#### AIM:
Please update these records by replacing each "marker" with "pin" and keeping everything else unchanged. Leave the pictures out of your answer.

* * * * * * *

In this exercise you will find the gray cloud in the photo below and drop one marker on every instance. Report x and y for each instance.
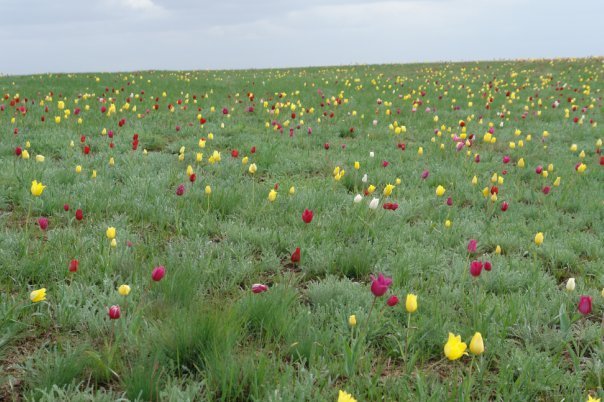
(118, 35)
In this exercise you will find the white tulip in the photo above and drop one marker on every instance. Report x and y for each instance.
(570, 285)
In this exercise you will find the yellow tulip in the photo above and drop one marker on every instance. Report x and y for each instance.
(455, 348)
(38, 295)
(110, 232)
(477, 344)
(272, 195)
(344, 396)
(411, 303)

* * * * * * *

#### SOLUTION FOR THIS PROBLEM:
In this exercise you will find the gray cloud in the photo below and drop one pin on every instance. Report x and y for each instance.
(118, 35)
In this exercise you will find the white tulip in the photo above and drop one pin on every instance. Report x and y for each instance.
(570, 285)
In this exercise you will find the yellow tulip in the photo above and drop one pin on every instance. Report x and y for each instance.
(455, 348)
(38, 295)
(110, 232)
(477, 344)
(272, 195)
(344, 396)
(411, 303)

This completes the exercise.